→ **MATERIAL TO PROCESS**:

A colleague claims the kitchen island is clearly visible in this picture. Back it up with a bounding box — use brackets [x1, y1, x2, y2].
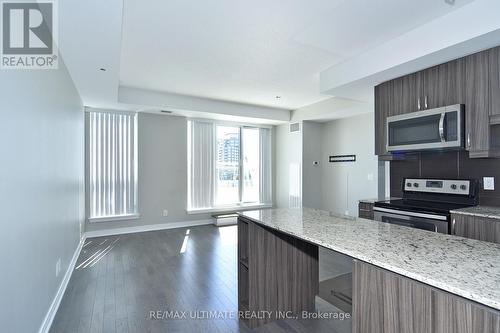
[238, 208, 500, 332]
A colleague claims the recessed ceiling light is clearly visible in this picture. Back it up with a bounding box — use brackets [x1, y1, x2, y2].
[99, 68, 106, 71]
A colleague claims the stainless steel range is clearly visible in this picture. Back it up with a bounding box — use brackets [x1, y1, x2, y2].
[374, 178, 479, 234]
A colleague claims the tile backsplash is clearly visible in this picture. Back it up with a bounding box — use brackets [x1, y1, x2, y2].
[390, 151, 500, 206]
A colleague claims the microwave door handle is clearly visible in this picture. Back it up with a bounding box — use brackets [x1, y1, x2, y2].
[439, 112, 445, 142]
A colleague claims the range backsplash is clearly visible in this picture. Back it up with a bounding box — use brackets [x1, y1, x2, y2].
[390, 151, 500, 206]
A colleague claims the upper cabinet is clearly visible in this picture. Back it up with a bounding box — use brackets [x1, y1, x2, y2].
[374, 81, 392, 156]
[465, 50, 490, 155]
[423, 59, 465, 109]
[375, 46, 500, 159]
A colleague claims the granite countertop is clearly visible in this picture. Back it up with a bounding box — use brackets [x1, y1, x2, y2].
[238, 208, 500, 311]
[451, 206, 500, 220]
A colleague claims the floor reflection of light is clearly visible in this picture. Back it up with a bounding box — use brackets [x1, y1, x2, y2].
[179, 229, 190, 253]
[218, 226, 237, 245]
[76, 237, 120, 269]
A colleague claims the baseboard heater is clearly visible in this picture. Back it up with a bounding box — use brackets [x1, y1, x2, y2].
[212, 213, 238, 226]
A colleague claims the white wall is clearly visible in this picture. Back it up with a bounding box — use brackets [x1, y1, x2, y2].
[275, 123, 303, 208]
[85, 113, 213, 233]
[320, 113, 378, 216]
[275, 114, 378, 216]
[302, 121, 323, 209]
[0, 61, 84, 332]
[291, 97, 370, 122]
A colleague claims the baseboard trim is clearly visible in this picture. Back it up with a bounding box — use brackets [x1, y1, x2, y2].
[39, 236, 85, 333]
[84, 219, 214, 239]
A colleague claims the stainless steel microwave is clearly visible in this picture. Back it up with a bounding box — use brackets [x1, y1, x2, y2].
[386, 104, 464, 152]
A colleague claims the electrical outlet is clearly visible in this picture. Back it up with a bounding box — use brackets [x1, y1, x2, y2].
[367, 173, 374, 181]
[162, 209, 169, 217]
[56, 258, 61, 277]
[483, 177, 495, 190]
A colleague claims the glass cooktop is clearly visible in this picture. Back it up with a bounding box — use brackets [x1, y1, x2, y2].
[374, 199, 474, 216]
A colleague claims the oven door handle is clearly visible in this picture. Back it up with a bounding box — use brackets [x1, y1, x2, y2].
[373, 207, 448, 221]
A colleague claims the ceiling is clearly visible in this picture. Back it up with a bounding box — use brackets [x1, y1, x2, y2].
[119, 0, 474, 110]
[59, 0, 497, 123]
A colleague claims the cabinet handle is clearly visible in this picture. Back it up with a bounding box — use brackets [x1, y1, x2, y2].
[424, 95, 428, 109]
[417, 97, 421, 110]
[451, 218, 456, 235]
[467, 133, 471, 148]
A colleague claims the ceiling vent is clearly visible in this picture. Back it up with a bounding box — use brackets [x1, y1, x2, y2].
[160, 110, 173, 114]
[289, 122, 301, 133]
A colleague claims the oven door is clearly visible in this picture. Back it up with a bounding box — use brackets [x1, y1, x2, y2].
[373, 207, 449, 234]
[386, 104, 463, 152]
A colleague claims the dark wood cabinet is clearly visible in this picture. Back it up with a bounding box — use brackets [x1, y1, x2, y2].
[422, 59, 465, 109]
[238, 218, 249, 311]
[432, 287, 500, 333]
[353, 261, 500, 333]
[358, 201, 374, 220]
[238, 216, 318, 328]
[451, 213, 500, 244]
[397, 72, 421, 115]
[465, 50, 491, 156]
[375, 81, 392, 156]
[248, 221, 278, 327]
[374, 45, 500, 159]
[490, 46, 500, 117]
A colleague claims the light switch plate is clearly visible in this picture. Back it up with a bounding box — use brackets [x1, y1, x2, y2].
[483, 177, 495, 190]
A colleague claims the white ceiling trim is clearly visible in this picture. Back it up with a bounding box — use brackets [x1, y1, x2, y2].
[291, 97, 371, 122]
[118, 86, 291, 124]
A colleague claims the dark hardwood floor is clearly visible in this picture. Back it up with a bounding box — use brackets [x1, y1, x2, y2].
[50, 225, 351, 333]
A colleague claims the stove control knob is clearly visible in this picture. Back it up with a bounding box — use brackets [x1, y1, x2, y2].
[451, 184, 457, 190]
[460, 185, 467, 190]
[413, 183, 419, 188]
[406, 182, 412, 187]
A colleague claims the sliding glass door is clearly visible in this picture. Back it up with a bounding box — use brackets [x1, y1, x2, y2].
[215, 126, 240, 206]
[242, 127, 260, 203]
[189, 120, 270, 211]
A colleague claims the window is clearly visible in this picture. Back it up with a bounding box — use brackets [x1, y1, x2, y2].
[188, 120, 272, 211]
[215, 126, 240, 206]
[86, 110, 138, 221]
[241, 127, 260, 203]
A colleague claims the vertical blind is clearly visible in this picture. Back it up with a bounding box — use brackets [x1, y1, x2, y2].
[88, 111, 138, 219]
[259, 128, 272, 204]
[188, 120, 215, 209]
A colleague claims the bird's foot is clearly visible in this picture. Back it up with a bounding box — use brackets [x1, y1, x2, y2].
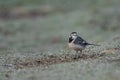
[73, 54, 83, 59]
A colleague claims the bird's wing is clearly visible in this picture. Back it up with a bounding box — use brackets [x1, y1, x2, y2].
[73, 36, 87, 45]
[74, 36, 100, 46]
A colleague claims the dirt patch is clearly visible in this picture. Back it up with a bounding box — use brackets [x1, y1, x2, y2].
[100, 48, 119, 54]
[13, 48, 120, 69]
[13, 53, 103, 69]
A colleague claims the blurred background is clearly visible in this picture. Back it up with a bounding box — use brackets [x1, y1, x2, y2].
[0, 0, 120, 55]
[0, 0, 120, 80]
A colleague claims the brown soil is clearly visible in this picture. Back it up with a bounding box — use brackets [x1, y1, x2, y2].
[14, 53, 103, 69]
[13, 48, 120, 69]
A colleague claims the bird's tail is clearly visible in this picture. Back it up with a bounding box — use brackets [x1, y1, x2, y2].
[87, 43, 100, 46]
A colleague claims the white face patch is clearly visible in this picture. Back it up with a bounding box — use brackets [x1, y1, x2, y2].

→ **GOAL OF THE EXERCISE**: Restate the listing word for word and drop the pictures.

→ **RESULT OF THIS TASK**:
A colleague claims the kitchen island is clearly visible in this picture. Back it up with a bounding box — use brackets [x1, y1, x2, y2].
[238, 208, 500, 332]
A colleague claims the recessed ceiling light is clearly visible in this picture. Back it up with a bounding box — use brackets [x1, y1, x2, y2].
[99, 68, 106, 71]
A colleague claims the stainless steel range is clearly visible in this picture. Back it up with a bounding box — use brackets [x1, y1, x2, y2].
[374, 178, 479, 234]
A colleague claims the tile backsplash is clearly visible in this picture. Back it up with a bounding box — use brackets [x1, y1, x2, y2].
[390, 151, 500, 206]
A colleague claims the microwave door handle is clearly visible in this picture. Back it up with a bounding box — use brackets [x1, y1, x2, y2].
[439, 112, 445, 142]
A colleague claims the range backsplash is clearly visible in this picture. Back it up with a bounding box — use brackets [x1, y1, x2, y2].
[390, 151, 500, 206]
A colleague claims the upper cabinet is clearly visible in this picture. Back it up with a bounding box — use brackets [x1, y1, x2, y2].
[374, 81, 392, 156]
[465, 50, 490, 155]
[423, 59, 465, 109]
[375, 46, 500, 159]
A colleague claims the granite countertop is clearly visible in this picture. Back it up with a bounding box — use brackets [x1, y1, x2, y2].
[238, 208, 500, 311]
[451, 206, 500, 220]
A colleague claims the floor reflection of light is clearly visible in this picture. Back it up with a bounding box — use brackets [x1, y1, x2, y2].
[179, 229, 190, 253]
[218, 226, 237, 245]
[76, 237, 120, 269]
A colleague claims the baseboard heater is clearly visible in this picture. Back it up with a bounding box — use brackets [x1, y1, x2, y2].
[212, 213, 238, 226]
A colleague claims the white wall is clearly visible in this picture. Back it up with a bounding box — use brackets [x1, y1, x2, y2].
[275, 123, 303, 208]
[85, 113, 213, 233]
[320, 113, 378, 216]
[275, 114, 378, 216]
[302, 121, 323, 209]
[0, 61, 84, 332]
[291, 97, 370, 122]
A colleague claims the baseboard trim is clearly visible in this picture. Back it up with a bounding box — use brackets [x1, y1, x2, y2].
[39, 236, 85, 333]
[84, 219, 214, 239]
A colleague claims the stainless steel microwave is clearly visible in this picture. Back it up with a bounding box — use brackets [x1, y1, x2, y2].
[386, 104, 464, 152]
A colleague claims the electrical outlet is clearly visible in this picture. Back it up with a bounding box — use brackets [x1, y1, x2, y2].
[367, 173, 374, 181]
[162, 209, 169, 217]
[56, 258, 61, 277]
[483, 177, 495, 190]
A colleague claims the glass cooktop is clearly visible in this picture. Back it up with a bounding box — use brackets [x1, y1, x2, y2].
[374, 199, 474, 216]
A colleague claims the oven door handle is clearly visible in this picture. Back it up with a bounding box — use brackets [x1, y1, x2, y2].
[373, 207, 448, 221]
A colleague claims the ceiling is clearly visible in this picture. Back it up with a bounding box — use brackets [x1, y1, x2, y2].
[119, 0, 474, 110]
[59, 0, 497, 123]
A colleague claims the cabinet handle is clearly visible in this picture. Back it up with a bounding box — use brackets [x1, y1, x2, y2].
[424, 95, 428, 109]
[417, 97, 421, 110]
[451, 218, 456, 235]
[467, 133, 471, 148]
A colleague claims the ceiling vent is clearly visible in this picture. Back it up with a bounding box — use brackets [x1, y1, x2, y2].
[160, 110, 173, 114]
[289, 122, 301, 133]
A colleague claims the oven door is clearly visible in this picture. Back it up with a bounding box — use brackets [x1, y1, x2, y2].
[373, 207, 449, 234]
[386, 104, 463, 152]
A colleague claims the dark wood cabinet is clearly visible in this picture. Back it up with a bounding box — use brackets [x1, y1, x2, y2].
[422, 59, 465, 109]
[238, 218, 249, 311]
[432, 287, 500, 333]
[353, 261, 500, 333]
[358, 201, 374, 220]
[238, 216, 318, 328]
[451, 213, 500, 244]
[397, 72, 421, 115]
[465, 50, 491, 156]
[375, 81, 392, 156]
[248, 221, 278, 327]
[374, 45, 500, 159]
[490, 46, 500, 117]
A colleague claims the light switch plate is clearly visible in this picture. Back it up with a bounding box — use brackets [x1, y1, x2, y2].
[483, 177, 495, 190]
A colleague claims the white ceiling trim is clearly visible in this picture. Back it up with a bounding box — use brackets [x1, y1, x2, y2].
[291, 97, 371, 122]
[118, 86, 291, 124]
A colleague claims the dark hardwood floor is clearly visible in this picture. Back it up with a bounding box — use brackets [x1, y1, x2, y2].
[50, 225, 351, 333]
A colleague claims the stove control knob is clearly visible in this picture. Back it up with a bounding box — use brackets [x1, y1, x2, y2].
[451, 184, 457, 190]
[460, 185, 467, 190]
[413, 183, 419, 188]
[406, 182, 412, 187]
A colleague claims the sliding glass door is clearly visible in this picture. Back it up with a bounding box — use brackets [x1, y1, x2, y2].
[215, 126, 240, 206]
[242, 127, 260, 203]
[189, 120, 270, 211]
A colleague claims the window is clearly visible in this picture. Back it up with a bounding box — use brackets [x1, y1, x2, y2].
[188, 120, 272, 211]
[215, 126, 240, 206]
[86, 110, 138, 221]
[241, 127, 260, 203]
A colleague claims the vertical blind is clearly visible in this picture. Back it up with a bounding box — use brackets [x1, y1, x2, y2].
[88, 111, 138, 219]
[259, 128, 272, 204]
[188, 120, 215, 209]
A colleague claims the bird's foot is clearly visible in this picture. Back it up with a bounding box — use brackets [x1, y1, x2, y2].
[73, 54, 83, 59]
A colleague claims the bird's wing is clearly visible in this picture. Back it up with a bounding box — use brackets [x1, y1, x2, y2].
[73, 36, 87, 45]
[74, 36, 100, 46]
A colleague claims the dirt patch is clearly visible in this picture. Back it up with a bounding box — use brackets [x1, y1, x2, y2].
[100, 48, 119, 54]
[13, 48, 120, 69]
[13, 53, 103, 69]
A colleague claims the blurred background is clearly visible in this picture. Back it up with a bounding box — use brackets [x1, y1, x2, y2].
[0, 0, 120, 55]
[0, 0, 120, 80]
A colleague claims the brown soil is clearly visible in this picture. Back it up with a bounding box — use brackets [x1, y1, x2, y2].
[14, 53, 103, 69]
[13, 48, 120, 69]
A colleague claims the bird's tail is clearly visible in this picture. Back it up with a bounding box — use brackets [x1, y1, x2, y2].
[87, 43, 100, 46]
A colleague claims the white face patch is clearly visible in this picture. Back it up with a bounding box — use brackets [x1, y1, x2, y2].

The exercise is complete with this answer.